**Records of labeled boxes**
= = =

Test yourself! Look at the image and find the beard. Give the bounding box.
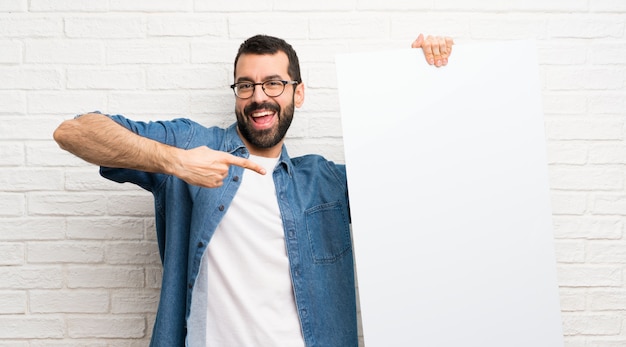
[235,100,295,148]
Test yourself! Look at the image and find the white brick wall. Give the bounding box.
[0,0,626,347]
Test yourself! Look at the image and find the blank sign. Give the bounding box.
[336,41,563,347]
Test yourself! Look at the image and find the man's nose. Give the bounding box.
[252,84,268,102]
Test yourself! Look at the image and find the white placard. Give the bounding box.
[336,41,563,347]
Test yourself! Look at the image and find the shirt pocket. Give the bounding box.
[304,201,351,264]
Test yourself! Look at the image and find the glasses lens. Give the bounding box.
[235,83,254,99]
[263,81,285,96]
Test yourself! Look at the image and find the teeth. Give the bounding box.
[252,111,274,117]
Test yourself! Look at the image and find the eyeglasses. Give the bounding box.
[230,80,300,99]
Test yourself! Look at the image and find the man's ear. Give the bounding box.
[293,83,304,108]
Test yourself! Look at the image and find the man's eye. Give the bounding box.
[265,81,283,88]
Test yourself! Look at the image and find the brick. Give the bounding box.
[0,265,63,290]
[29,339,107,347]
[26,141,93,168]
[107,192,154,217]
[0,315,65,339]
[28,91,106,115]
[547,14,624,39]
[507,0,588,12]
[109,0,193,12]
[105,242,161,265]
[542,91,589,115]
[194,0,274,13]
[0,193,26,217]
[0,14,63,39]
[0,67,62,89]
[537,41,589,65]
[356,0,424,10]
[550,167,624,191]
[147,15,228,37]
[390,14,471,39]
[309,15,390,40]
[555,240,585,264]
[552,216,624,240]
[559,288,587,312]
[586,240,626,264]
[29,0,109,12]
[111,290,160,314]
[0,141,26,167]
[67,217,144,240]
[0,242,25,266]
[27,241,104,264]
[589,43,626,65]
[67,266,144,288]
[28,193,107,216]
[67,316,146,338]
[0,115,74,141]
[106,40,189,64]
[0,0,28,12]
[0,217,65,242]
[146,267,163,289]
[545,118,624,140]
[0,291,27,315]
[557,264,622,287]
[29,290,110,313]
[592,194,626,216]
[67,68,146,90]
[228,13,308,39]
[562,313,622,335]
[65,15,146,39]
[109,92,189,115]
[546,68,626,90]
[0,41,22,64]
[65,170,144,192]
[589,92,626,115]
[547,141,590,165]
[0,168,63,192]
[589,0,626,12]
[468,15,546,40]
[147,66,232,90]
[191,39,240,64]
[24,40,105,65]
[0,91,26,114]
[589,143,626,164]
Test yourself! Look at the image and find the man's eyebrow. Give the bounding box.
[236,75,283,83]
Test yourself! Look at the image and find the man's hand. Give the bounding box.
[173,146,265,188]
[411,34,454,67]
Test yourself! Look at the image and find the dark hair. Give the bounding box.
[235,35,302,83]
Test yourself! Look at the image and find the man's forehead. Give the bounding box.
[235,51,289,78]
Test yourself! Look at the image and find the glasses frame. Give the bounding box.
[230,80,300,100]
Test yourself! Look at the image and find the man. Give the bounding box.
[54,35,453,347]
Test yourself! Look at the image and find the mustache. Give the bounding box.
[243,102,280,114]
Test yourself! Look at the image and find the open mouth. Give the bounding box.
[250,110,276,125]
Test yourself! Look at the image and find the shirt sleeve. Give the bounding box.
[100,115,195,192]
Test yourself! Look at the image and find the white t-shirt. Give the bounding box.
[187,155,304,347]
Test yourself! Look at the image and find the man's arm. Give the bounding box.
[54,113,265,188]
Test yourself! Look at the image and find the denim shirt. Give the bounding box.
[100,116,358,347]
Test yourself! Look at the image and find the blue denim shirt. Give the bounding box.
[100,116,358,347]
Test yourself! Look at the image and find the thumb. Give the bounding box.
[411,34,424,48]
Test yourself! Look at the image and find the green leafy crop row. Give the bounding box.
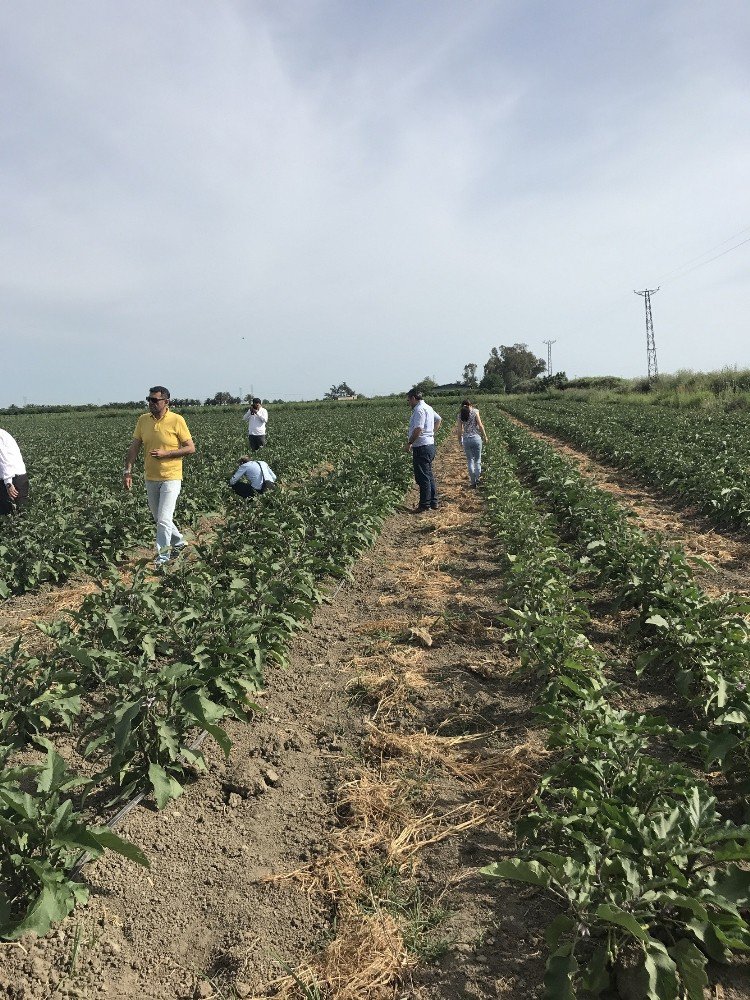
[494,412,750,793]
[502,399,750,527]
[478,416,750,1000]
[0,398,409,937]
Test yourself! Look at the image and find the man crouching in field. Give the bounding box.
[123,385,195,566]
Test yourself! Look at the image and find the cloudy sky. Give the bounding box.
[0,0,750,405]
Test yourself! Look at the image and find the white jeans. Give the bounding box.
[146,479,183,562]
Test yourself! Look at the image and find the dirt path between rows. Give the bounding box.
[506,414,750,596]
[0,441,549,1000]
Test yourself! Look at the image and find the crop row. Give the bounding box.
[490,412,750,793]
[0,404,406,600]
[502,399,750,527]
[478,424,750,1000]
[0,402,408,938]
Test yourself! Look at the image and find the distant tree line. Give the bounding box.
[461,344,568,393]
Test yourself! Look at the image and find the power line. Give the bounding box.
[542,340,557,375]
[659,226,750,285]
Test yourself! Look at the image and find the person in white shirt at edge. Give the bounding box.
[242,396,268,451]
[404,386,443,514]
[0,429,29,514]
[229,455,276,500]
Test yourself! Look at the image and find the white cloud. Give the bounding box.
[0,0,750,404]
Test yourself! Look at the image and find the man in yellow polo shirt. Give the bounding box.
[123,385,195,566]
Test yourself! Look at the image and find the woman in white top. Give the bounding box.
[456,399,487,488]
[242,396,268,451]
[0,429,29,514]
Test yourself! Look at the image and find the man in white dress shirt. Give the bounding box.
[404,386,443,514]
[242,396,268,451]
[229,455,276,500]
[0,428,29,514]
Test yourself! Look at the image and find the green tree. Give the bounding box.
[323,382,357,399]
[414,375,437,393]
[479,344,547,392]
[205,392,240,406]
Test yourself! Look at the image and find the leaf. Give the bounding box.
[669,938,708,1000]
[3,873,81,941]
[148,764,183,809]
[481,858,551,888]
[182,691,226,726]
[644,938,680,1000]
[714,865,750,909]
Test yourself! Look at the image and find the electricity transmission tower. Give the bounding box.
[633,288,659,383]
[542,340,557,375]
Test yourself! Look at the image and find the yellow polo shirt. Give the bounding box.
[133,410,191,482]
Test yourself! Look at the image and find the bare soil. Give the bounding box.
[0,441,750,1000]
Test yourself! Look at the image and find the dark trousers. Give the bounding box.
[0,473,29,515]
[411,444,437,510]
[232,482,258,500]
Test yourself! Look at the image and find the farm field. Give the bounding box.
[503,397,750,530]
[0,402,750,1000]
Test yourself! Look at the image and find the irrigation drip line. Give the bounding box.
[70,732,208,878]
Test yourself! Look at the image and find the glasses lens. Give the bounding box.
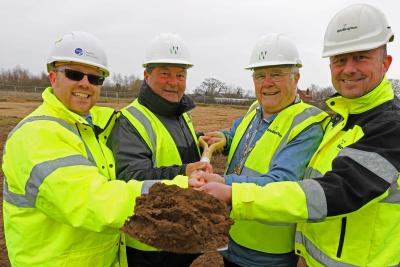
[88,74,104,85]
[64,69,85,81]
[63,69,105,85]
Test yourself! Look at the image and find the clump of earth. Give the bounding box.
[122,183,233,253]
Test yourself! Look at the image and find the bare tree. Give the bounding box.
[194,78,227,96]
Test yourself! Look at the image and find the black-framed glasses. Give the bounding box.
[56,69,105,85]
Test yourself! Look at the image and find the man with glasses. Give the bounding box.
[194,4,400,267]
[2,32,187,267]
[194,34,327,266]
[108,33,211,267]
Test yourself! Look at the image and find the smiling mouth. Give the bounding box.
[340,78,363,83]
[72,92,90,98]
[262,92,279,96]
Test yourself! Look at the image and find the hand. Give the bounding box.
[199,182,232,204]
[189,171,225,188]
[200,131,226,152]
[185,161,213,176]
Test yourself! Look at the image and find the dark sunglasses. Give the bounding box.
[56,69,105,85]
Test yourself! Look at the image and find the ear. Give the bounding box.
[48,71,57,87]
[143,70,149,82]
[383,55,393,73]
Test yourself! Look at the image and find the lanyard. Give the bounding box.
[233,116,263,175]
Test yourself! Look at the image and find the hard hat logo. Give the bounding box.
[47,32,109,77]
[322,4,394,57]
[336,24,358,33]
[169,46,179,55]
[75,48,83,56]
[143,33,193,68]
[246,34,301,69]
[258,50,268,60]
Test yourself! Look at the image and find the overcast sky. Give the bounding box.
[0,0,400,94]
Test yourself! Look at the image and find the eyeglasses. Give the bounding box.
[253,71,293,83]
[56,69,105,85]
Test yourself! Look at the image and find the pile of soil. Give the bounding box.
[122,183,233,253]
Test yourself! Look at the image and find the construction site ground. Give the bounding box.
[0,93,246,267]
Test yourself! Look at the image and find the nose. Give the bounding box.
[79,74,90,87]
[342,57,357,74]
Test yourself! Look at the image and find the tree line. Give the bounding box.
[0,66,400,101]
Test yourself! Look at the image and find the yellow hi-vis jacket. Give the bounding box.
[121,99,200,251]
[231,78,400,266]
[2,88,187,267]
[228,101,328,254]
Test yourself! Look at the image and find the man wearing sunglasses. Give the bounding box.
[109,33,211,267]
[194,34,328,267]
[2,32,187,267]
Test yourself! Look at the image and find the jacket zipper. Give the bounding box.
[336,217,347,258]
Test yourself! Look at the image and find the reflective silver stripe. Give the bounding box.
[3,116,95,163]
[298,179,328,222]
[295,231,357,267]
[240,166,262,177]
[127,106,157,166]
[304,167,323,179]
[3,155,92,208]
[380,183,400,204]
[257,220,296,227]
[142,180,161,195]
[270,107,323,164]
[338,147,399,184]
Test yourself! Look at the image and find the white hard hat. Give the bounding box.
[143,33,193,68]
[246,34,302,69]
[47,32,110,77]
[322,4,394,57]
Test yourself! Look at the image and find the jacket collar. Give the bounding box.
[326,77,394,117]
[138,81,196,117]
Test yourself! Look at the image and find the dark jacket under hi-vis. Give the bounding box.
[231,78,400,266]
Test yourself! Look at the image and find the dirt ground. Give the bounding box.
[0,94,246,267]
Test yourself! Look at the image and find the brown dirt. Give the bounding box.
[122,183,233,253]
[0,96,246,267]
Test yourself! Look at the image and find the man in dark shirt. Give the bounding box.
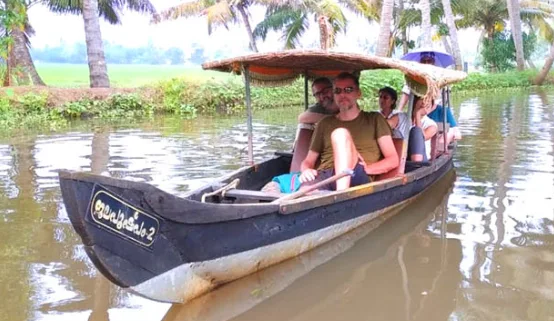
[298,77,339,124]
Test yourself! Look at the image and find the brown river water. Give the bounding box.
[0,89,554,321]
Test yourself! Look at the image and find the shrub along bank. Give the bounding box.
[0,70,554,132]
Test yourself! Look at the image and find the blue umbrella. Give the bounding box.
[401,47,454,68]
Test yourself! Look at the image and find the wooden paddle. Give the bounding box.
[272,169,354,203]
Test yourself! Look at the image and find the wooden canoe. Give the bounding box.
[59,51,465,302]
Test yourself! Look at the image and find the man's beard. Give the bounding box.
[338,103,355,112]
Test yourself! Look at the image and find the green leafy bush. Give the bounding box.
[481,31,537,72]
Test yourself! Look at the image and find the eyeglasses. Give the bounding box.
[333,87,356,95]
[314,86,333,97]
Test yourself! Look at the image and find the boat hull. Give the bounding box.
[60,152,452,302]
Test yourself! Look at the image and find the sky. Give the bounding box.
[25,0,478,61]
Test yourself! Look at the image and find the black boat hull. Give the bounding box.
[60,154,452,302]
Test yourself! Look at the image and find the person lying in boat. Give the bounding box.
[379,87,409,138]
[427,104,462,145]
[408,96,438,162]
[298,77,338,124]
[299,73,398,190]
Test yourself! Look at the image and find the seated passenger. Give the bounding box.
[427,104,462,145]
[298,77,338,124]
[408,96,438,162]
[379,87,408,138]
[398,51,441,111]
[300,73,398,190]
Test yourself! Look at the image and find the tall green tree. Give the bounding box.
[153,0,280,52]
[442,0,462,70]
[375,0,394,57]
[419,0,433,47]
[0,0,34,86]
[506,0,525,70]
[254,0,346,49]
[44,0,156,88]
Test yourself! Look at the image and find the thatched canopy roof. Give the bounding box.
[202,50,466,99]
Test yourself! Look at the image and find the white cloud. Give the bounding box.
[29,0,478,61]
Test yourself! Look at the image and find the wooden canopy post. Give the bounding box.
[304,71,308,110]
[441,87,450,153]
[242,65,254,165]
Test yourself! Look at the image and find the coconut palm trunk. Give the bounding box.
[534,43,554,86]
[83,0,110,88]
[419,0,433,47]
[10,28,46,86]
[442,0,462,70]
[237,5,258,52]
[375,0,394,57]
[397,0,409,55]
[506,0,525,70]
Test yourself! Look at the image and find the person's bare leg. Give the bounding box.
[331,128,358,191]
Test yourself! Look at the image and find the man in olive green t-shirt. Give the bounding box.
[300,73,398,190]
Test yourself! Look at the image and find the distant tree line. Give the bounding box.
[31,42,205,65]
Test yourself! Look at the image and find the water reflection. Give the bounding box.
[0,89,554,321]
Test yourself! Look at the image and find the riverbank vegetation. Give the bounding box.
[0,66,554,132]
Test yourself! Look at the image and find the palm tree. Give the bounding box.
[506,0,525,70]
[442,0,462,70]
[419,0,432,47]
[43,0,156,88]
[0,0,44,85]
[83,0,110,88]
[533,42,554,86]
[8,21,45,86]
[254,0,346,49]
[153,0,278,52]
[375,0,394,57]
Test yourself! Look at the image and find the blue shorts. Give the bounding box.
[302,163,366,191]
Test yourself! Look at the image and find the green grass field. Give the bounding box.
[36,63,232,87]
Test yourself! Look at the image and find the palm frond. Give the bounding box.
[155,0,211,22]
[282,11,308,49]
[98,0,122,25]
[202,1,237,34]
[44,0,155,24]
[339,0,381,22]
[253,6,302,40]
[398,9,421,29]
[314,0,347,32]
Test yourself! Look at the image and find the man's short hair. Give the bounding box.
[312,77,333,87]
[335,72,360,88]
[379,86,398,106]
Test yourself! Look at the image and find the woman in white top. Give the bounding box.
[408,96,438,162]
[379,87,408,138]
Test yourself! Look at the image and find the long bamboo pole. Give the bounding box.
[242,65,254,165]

= = =

Render the records from the line with "green t-shirt. Give the bounding box." up to and including the line with "[31,42,205,65]" as a Markdown table with the columns No. and Text. Put a row number in No. and the line in Text, and leave out blank lines.

**RIGHT ANSWER**
| No. | Text |
|---|---|
| 1 | Test yourself! Look at the image and find the man in olive green t-shirt. Give the bounding box. |
| 2 | [300,73,398,190] |
| 3 | Test yourself! Look at the image and find the distant tree line. Give the bounding box. |
| 4 | [31,42,205,65] |